──────── Data rows ────────
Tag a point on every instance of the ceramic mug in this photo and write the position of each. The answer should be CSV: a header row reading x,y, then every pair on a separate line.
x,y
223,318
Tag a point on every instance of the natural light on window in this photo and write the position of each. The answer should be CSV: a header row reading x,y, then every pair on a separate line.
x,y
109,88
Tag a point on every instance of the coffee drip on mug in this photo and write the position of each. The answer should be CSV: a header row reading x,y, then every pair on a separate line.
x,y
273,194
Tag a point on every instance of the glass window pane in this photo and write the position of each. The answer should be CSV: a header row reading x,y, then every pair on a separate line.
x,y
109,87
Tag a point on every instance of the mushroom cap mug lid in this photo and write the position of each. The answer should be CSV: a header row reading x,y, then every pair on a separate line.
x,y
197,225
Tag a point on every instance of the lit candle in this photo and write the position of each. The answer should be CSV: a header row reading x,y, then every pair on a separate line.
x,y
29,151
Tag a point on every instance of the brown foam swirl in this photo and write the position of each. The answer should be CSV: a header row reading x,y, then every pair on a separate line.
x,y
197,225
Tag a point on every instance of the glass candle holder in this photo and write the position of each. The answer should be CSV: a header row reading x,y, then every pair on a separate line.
────────
- What to produce -
Output, unchanged, the lines from the line with "Tag a point on every instance of the natural" through the final line of the material.

- Completed task -
Tag a point on every instance of the natural light on window in this photo and write the position of each. The answer should be CSV: a header row reading x,y, then every pair on a separate line.
x,y
109,88
Tag a point on every instance of the coffee drip on mug in this photo and write the position of each. The answer should be CSV: a header row reading x,y, then every pair on a separate line.
x,y
273,194
Tag a point on every instance of the glass window pane in this photo and write the position of each. The answer should be CSV: a header row reading x,y, then every pair on a separate line.
x,y
109,87
Tag a point on every instance of the mushroom cap mug lid in this photo and write the position of each. The answer should be CSV: a header row reading x,y, then every pair on a separate line.
x,y
197,225
Tag a point on every instance of the lit candle in this photo and write the position of each. The answer should be CSV: a header row reading x,y, then every pair on a separate line.
x,y
29,151
Tag a point on every instance of the brown foam swirl in this photo and write the position of each. The answer should be CSV: a header row reading x,y, then every pair on a separate line.
x,y
197,225
Tag a point on every instance of the glass candle holder in this photo and write the position of each. The answer should be CSV: a header row reading x,y, then every pair on a separate line.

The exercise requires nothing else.